Exercise brief: Begin at the line that contains "Wildlife-tally request: put a marker on the man's face" and repeat every line from there to the end of the records below, inclusive, without adding any other line.

The data:

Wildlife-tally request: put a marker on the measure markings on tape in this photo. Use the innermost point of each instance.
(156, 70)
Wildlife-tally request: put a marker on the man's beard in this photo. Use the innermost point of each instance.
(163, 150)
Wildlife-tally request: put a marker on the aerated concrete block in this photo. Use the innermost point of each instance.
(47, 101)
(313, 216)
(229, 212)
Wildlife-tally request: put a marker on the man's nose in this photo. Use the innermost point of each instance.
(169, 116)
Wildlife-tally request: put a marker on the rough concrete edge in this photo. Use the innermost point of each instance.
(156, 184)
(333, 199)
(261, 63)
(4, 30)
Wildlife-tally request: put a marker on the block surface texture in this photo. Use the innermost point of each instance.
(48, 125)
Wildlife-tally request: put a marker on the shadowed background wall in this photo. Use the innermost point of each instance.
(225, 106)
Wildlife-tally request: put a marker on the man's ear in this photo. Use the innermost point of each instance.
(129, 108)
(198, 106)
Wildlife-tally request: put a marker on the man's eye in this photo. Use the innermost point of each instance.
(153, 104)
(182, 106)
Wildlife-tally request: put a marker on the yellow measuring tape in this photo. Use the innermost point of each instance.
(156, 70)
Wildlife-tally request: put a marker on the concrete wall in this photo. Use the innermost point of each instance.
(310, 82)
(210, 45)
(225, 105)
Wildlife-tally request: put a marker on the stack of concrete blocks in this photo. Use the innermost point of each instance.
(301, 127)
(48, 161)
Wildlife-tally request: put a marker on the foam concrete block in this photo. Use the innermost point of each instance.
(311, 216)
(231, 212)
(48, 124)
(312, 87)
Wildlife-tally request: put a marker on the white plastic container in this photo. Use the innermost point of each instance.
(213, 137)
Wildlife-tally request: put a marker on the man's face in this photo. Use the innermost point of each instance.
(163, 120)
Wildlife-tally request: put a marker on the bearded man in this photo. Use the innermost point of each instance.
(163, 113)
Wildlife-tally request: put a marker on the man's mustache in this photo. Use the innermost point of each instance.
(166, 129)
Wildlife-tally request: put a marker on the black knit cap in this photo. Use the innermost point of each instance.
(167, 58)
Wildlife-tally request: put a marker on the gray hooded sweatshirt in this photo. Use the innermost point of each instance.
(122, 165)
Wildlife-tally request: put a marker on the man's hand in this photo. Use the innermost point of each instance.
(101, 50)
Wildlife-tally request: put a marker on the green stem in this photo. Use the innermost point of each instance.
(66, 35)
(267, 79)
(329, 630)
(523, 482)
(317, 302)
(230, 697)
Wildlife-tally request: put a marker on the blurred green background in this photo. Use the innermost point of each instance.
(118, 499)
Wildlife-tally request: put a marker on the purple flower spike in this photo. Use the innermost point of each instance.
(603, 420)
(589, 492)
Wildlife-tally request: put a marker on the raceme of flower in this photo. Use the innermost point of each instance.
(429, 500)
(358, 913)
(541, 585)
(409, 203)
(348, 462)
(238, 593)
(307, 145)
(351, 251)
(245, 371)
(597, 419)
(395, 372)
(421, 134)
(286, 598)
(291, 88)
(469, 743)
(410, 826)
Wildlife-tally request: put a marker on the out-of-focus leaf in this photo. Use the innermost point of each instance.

Task response:
Wildlife-tally request: put a marker on the man's face in this photo. Use the innermost point of each instance.
(163, 120)
Wildlife-tally request: put a marker on the bearded man in this photo. Use the innermost point of each instance.
(163, 113)
Wildlife-tally request: put a marker on the man's mustache in this photo. Use the innermost point of each instance.
(166, 129)
Wildlife-tally request: put a marker on the black knit cap in this photo. Use the innermost point of each instance.
(167, 58)
Wildlife-tally request: put a marker on the gray hooded sweatshirt in this photo. Use the innermost point of each instance.
(122, 165)
Wildlife-tally request: put a marker on the man's hand in this photo. Use the innermost point of each instance.
(101, 50)
Wildlife-tally request: put a marker on the green stem in this photo. Use the innermost point of each instance.
(66, 35)
(267, 79)
(329, 630)
(523, 482)
(317, 302)
(230, 697)
Wildlife-tally request: put a marker on the blurred green background in this photo. Use the innermost point of each instance.
(118, 499)
Wildlife-tally request: put a marker on the purple flower spike in this photo. Use the innermost point of each instance.
(603, 420)
(589, 492)
Wildlife-tally request: put a marker on the raceme of flower in this photo. Use the innermost point of each instance.
(429, 500)
(358, 913)
(541, 585)
(409, 203)
(348, 462)
(238, 593)
(307, 145)
(351, 251)
(245, 371)
(597, 419)
(395, 372)
(421, 134)
(286, 598)
(291, 88)
(469, 743)
(410, 826)
Wildlife-tally request: put a marker on the out-of-focus leaf in this photo. Use the innermost point of each instance.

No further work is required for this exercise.